**WHAT THE TASK REQUIRES**
Transcribe, word for word, the line containing "Each instance of the white car" and each line following it through the end of the listing below. Omit all other lines.

**DATA PROVIDED**
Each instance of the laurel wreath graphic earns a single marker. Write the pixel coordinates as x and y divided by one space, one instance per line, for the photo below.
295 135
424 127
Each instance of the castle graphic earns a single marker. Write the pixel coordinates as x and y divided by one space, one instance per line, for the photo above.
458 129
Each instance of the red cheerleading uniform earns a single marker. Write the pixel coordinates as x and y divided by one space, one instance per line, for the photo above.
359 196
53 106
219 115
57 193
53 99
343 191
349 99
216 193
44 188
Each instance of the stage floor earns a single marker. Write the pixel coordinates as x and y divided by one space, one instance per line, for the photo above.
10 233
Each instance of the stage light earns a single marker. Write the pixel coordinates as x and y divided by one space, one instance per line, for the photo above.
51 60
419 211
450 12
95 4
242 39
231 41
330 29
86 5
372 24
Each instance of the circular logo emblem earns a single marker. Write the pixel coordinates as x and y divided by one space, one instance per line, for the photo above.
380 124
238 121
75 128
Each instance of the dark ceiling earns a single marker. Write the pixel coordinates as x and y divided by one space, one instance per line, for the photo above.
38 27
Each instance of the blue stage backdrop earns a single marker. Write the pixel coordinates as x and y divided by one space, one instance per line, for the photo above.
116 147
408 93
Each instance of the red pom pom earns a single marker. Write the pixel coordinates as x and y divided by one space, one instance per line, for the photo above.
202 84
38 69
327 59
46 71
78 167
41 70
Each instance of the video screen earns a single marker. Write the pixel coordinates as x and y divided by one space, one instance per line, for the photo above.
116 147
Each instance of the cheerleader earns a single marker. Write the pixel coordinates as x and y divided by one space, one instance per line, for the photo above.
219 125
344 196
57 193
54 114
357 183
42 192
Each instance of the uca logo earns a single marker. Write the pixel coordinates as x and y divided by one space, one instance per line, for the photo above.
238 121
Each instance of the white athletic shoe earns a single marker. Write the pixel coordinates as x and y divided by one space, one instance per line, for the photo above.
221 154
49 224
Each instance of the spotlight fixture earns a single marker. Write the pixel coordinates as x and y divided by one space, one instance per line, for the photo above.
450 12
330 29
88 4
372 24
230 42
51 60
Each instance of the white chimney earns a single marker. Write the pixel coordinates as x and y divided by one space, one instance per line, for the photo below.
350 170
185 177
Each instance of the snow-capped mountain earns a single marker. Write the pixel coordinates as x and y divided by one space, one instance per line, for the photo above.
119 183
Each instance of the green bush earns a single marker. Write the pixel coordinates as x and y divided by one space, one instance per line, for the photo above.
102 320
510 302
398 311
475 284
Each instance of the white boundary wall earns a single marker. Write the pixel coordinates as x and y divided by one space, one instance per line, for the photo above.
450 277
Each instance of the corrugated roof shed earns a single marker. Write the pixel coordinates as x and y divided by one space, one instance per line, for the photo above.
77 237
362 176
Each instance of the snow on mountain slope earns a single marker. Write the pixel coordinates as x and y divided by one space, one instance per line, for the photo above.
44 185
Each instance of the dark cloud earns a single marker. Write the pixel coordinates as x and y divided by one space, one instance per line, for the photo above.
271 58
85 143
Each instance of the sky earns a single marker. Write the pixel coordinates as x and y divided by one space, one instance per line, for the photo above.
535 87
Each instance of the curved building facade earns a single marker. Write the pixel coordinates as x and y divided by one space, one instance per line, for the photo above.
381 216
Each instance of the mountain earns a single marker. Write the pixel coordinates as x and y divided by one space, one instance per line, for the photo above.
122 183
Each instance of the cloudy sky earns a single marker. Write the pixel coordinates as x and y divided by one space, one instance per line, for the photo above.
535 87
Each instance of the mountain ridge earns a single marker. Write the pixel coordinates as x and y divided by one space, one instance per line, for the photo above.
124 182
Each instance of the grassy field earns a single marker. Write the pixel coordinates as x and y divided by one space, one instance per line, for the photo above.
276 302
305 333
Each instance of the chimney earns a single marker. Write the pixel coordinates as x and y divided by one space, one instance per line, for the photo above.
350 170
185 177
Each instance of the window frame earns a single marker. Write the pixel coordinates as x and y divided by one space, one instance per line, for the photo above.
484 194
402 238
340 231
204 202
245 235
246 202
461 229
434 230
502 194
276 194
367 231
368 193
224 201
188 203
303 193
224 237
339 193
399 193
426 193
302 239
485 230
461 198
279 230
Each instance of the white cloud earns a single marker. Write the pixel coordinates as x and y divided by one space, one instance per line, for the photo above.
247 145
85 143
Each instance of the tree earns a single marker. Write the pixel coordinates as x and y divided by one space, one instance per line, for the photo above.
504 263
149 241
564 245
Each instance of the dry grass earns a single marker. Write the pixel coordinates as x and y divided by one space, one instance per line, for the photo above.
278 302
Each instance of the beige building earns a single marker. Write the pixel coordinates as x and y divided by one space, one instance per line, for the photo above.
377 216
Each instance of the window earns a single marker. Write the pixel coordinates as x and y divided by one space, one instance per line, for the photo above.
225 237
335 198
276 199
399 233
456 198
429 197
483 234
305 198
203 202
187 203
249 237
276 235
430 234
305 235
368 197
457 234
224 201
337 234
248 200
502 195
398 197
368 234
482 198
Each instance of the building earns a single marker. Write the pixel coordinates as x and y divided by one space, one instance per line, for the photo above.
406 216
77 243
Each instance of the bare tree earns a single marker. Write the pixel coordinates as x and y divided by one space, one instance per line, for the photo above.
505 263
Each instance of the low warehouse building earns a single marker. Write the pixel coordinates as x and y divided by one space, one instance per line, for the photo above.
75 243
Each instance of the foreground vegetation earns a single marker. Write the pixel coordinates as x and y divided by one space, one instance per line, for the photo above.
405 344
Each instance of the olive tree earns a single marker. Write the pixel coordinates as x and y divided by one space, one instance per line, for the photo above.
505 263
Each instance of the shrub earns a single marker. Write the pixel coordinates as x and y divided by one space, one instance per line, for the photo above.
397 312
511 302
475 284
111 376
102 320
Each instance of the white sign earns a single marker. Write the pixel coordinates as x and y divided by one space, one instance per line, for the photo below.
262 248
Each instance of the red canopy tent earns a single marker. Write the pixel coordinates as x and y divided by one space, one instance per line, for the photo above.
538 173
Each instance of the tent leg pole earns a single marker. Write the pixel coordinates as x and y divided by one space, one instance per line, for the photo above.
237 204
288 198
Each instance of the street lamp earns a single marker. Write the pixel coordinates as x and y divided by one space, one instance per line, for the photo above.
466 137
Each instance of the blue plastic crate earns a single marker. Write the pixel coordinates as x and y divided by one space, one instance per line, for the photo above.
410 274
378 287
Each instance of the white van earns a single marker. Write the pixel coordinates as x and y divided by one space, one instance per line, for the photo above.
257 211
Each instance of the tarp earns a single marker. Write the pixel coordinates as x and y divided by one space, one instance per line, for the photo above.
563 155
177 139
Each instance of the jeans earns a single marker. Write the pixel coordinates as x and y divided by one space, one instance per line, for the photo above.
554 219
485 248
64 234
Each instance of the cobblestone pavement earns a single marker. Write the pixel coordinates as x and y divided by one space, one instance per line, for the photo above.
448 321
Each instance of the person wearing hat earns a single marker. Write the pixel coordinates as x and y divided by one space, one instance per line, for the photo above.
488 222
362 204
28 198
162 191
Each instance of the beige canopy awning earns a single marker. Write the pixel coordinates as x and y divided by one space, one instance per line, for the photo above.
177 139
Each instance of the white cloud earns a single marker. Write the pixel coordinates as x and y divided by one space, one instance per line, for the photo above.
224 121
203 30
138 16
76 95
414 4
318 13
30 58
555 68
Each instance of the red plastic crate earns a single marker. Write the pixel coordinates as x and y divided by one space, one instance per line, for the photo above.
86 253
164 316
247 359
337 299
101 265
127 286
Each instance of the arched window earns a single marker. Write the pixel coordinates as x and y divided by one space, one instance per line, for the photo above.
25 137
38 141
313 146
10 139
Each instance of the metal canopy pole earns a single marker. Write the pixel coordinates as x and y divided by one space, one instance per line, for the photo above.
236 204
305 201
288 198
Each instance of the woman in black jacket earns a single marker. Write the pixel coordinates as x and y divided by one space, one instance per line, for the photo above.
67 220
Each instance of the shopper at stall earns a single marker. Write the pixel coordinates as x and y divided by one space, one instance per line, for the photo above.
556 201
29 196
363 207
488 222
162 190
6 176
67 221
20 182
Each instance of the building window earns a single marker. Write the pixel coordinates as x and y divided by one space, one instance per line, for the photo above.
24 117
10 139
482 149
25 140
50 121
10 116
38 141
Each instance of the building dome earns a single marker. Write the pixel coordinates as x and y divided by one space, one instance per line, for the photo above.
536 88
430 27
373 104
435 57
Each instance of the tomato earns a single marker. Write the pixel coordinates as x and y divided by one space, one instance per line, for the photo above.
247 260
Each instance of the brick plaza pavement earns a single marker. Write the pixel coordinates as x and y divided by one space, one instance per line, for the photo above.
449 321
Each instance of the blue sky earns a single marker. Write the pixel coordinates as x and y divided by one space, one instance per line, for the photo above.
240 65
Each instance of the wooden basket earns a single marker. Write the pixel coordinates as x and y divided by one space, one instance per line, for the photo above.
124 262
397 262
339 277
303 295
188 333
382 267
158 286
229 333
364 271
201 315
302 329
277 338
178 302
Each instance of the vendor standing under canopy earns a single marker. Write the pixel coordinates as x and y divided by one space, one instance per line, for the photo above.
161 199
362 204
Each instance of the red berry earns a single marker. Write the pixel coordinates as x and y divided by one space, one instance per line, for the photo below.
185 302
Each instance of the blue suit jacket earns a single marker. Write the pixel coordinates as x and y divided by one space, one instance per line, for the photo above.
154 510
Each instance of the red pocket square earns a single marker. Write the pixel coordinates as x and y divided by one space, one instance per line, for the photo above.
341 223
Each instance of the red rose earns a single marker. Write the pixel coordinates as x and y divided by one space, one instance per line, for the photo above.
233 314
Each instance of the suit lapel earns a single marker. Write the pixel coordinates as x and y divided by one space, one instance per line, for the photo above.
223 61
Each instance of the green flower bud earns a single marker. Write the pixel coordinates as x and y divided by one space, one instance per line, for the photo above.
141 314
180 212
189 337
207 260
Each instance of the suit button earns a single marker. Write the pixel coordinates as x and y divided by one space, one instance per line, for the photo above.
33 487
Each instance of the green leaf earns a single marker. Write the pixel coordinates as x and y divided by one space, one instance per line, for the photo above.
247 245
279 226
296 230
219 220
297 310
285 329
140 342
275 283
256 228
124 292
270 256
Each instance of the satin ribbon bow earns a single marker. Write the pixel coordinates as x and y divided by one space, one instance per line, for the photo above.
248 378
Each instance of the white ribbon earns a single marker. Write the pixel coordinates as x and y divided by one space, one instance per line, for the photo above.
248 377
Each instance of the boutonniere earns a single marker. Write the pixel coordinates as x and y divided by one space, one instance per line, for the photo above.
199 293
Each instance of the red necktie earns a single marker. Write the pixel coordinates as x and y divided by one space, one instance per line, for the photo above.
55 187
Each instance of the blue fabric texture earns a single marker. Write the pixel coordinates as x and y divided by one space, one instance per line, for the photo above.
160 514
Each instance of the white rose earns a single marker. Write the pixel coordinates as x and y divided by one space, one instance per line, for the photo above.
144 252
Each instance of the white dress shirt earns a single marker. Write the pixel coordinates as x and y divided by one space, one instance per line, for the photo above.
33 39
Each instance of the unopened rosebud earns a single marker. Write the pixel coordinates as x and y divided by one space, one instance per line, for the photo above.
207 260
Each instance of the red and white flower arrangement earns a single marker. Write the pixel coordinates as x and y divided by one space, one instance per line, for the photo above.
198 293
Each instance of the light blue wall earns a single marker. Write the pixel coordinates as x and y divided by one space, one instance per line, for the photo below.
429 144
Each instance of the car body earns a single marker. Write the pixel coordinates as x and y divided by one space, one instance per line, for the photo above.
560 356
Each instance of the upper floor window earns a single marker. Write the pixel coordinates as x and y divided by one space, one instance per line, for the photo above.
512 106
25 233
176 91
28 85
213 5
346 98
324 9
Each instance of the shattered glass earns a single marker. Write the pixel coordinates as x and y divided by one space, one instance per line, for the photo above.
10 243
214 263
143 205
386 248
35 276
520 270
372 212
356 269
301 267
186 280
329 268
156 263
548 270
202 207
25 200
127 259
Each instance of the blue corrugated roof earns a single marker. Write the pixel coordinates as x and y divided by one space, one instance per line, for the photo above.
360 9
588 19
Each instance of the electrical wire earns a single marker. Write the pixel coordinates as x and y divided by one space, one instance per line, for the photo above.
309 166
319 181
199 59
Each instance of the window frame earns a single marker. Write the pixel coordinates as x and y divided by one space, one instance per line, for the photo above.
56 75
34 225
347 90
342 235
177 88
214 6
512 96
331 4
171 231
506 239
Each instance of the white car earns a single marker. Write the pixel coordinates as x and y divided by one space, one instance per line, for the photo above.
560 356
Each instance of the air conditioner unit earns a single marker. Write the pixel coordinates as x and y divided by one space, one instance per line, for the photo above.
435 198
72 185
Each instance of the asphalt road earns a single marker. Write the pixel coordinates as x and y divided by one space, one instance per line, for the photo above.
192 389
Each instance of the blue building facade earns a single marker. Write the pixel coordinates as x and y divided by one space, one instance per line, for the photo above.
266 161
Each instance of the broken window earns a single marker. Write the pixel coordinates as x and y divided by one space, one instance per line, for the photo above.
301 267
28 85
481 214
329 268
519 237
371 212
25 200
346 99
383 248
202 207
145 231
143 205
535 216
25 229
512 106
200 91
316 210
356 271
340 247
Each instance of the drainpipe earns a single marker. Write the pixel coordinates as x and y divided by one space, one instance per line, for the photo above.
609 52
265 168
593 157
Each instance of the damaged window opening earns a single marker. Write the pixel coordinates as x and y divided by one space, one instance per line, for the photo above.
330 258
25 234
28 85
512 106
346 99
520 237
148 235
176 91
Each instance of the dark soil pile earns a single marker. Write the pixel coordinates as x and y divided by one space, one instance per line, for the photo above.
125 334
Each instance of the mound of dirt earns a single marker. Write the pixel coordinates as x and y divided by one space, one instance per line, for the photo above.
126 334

**THE COMPLETED TASK**
Each instance of the white car earns a single marker. Write the pixel coordinates as x and y divided by one space, one instance per line, for the photo above.
560 356
Each instance of the air conditioner unit earns a single marker. Write the pixel coordinates as x and y divided by one space, one instance per line, for the photo above.
435 198
72 185
Each instance of the asphalt road earns a single marker. Write the pixel coordinates as x and y divided by one space, one instance per line, for the photo above.
192 389
Each instance of the blue building facade earns a single marker. Write the pixel coordinates as x and y divided by one space, one instance per line, for the photo above.
266 161
Each instance of the broken window earns a single marker. Write the pixel coordinates as x and y divided by one space, one instance per line, for the photo above.
301 267
28 85
481 214
329 268
519 237
371 212
25 200
346 99
383 248
202 207
145 231
143 205
535 216
25 229
512 106
200 91
316 210
356 271
340 247
Each instance of the drainpipe earns a single marker. Write the pixel coordinates as x and y divided by one space, one instance per line, for the photo above.
609 52
265 168
593 157
Each instance of the damaged window opening earns a single marker. Write the pixel coordinates as x and y divided by one space, one instance per line, for the photo above.
330 258
25 234
28 85
512 106
346 99
520 237
148 235
176 91
Each instance of the dark soil pile earns a single marker. Write the pixel coordinates as x and y divided by one space, one instance per line, for the photo above.
125 334
Each instance of the mound of dirt earns a single marker. Write the pixel coordinates as x and y divided by one space, one instance per line, for the photo above.
126 334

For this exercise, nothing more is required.